Your goal >> In the Katherine Rock stage story, turn the paragraph beginning "I had three specific goals in mind" into a short list that keeps its main facts.

Given text >>
+--

Stage Story: Katherine Rock

Katherine staged at different restaurants in San Francisco, where she was exposed to the kitchens of Chefs she admired and gleaned a newfound inspiration for her craft.

What motivated you to choose San Francisco's Petit Crenn, Atelier Crenn and Flour + Water for your grant?

I had long felt that the food scene on the West Coast was particularly vibrant and diverse in a way I’d never experienced having only lived and worked on the East Coast. San Francisco’s moderate weather, longer growing seasons, proximity to the Pacific Ocean, and the promise of putting my hands on some really beautiful ingredients as a byproduct of these conditions drew me to the city immediately.

I had three specific goals in mind when selecting the restaurants: first, to reconnect with the highly technical French cuisine with which I started my culinary career; second, to work on my “kitchen confidence;” and finally, to glean inspiration from chefs that I admire. Ultimately, I chose restaurants where chefs use food to tell a story and conjure the spirit of a place far away from the physical locations of their kitchens.

+--

Provided material >>
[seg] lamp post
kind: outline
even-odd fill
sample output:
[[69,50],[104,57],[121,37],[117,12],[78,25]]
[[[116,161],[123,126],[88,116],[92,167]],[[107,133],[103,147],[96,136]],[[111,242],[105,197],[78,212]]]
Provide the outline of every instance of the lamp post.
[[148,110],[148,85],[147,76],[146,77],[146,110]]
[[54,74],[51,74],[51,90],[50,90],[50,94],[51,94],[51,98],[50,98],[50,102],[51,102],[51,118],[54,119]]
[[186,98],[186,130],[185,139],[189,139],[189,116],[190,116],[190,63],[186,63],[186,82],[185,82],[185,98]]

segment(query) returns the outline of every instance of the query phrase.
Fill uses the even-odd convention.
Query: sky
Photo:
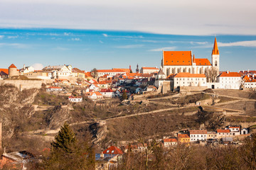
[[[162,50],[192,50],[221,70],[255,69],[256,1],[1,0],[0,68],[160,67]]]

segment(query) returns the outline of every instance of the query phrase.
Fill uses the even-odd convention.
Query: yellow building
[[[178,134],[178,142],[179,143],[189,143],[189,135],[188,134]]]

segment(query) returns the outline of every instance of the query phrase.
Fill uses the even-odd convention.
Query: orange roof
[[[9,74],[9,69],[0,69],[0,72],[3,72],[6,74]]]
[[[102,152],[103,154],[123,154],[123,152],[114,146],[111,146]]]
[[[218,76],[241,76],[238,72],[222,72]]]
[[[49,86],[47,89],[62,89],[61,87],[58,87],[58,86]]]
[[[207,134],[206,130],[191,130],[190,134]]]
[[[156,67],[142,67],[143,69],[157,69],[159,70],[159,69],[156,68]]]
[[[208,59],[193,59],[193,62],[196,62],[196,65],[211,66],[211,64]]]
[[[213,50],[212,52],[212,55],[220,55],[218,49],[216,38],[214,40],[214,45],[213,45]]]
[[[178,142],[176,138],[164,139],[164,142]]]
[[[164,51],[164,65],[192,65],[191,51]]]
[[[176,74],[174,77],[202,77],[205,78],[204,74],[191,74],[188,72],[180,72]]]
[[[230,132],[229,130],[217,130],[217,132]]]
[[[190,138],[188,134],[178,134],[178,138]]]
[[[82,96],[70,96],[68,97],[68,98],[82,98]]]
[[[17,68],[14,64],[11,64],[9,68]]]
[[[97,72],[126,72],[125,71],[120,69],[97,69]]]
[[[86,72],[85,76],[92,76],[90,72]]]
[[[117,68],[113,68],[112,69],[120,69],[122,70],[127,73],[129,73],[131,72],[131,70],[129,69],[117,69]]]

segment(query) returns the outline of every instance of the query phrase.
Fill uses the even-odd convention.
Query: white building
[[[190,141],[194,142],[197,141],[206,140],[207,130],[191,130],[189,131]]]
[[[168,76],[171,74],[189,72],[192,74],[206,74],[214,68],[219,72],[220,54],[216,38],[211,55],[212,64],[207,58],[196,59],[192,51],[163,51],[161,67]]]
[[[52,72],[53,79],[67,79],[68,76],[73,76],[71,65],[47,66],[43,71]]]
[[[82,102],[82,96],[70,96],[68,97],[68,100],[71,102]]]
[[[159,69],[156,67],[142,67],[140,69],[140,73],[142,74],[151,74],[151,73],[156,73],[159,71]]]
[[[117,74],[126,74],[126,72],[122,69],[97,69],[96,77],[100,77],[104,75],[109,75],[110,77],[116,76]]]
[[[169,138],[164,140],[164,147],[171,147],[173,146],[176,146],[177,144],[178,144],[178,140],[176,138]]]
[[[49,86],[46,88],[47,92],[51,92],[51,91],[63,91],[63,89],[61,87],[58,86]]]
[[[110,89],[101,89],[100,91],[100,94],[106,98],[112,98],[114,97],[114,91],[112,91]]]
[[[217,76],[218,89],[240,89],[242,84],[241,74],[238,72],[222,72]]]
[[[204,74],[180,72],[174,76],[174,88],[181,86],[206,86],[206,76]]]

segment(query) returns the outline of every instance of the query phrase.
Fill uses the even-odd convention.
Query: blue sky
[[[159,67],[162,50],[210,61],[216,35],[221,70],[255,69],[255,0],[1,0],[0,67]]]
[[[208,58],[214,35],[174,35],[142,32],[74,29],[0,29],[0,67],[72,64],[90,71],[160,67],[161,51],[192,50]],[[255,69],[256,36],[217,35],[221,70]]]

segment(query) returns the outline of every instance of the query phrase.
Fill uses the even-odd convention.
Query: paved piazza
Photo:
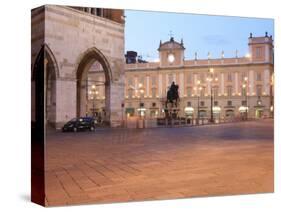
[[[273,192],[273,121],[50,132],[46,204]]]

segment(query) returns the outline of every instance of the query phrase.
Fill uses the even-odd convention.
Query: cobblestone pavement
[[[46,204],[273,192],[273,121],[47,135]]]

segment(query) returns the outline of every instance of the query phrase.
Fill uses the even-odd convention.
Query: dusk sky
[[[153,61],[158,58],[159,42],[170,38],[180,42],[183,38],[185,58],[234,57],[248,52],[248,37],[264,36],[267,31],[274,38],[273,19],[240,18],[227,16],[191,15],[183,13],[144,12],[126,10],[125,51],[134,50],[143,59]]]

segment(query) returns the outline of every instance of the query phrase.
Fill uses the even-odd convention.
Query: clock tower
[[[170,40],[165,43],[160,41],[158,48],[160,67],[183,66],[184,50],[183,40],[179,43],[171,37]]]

+--

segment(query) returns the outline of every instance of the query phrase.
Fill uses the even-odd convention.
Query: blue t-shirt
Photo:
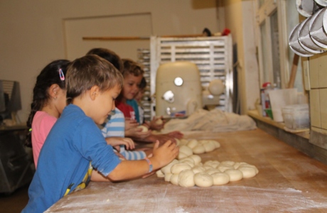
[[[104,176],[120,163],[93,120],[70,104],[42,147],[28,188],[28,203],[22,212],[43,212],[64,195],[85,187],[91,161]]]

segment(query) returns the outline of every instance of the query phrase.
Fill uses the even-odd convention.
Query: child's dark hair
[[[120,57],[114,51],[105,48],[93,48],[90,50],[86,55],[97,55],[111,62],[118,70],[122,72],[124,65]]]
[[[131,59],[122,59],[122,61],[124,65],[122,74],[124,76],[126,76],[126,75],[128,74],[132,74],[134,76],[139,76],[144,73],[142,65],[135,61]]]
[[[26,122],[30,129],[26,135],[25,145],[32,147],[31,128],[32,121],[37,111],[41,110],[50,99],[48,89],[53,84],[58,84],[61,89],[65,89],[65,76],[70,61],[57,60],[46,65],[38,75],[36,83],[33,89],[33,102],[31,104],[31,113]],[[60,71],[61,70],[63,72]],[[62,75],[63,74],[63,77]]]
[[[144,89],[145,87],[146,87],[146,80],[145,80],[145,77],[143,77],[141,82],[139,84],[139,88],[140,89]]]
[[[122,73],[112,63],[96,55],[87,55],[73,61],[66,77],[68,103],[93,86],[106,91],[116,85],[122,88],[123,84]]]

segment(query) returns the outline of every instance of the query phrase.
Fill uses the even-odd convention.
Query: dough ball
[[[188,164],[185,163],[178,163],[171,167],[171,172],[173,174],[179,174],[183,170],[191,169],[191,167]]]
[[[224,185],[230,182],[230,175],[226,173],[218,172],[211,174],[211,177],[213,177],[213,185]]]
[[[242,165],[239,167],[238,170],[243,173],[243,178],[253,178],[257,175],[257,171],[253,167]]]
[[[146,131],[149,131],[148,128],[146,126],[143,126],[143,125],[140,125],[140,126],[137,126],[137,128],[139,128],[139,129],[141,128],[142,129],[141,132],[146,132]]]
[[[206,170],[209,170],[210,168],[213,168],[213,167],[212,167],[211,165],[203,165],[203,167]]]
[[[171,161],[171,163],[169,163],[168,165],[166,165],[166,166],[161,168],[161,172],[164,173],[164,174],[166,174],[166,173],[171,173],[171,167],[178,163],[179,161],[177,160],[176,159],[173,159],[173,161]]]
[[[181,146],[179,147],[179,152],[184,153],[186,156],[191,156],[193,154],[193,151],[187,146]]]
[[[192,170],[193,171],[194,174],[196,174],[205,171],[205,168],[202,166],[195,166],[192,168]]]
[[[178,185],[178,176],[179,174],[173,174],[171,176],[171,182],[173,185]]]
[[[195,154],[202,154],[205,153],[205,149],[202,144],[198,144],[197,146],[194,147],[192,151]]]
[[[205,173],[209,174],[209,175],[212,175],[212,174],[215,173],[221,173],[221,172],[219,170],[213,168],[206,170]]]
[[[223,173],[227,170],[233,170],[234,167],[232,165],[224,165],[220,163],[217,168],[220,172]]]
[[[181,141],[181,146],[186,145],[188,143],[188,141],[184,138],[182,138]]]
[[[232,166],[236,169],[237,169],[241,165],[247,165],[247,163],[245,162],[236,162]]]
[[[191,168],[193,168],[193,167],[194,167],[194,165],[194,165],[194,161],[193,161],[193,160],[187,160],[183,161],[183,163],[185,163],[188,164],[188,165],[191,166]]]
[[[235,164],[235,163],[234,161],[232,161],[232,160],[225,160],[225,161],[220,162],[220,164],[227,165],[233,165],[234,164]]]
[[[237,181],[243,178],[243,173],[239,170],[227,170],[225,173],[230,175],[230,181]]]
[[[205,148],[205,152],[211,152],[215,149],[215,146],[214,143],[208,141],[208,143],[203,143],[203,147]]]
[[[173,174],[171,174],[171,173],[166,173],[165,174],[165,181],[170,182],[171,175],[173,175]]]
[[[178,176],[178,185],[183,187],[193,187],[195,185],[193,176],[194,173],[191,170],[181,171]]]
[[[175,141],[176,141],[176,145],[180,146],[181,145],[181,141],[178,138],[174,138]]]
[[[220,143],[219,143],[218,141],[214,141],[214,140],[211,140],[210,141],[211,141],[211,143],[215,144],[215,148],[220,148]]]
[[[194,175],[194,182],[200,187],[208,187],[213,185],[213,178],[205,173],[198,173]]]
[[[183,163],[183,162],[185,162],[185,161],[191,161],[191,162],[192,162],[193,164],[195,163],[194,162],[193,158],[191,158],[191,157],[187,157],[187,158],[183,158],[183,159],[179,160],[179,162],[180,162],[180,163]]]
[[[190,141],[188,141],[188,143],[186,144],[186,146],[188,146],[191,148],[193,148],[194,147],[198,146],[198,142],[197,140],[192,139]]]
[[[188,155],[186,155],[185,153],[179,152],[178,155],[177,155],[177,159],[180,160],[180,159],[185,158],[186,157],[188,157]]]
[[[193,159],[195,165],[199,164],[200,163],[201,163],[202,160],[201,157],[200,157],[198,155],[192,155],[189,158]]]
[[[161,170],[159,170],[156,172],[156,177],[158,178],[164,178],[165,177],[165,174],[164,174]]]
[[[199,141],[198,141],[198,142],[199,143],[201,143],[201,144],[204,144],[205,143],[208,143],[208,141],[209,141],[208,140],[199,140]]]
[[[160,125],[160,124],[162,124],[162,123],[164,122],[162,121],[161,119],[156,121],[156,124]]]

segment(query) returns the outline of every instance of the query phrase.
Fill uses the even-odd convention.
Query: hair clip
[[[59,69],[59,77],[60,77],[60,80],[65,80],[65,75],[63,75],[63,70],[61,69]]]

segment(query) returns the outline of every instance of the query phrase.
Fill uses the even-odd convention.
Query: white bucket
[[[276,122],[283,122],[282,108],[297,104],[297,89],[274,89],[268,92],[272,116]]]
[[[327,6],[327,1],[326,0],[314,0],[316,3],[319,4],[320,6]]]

+--

Response for this exercise >>
- Goal one: reconnect with the highly technical French cuisine that started her culinary career.
- Goal two: work on her "kitchen confidence."
- Goal three: draw inspiration from chefs she admires.
- Result: she chose restaurants where chefs use food to tell a story and evoke the spirit of a place far from their kitchens.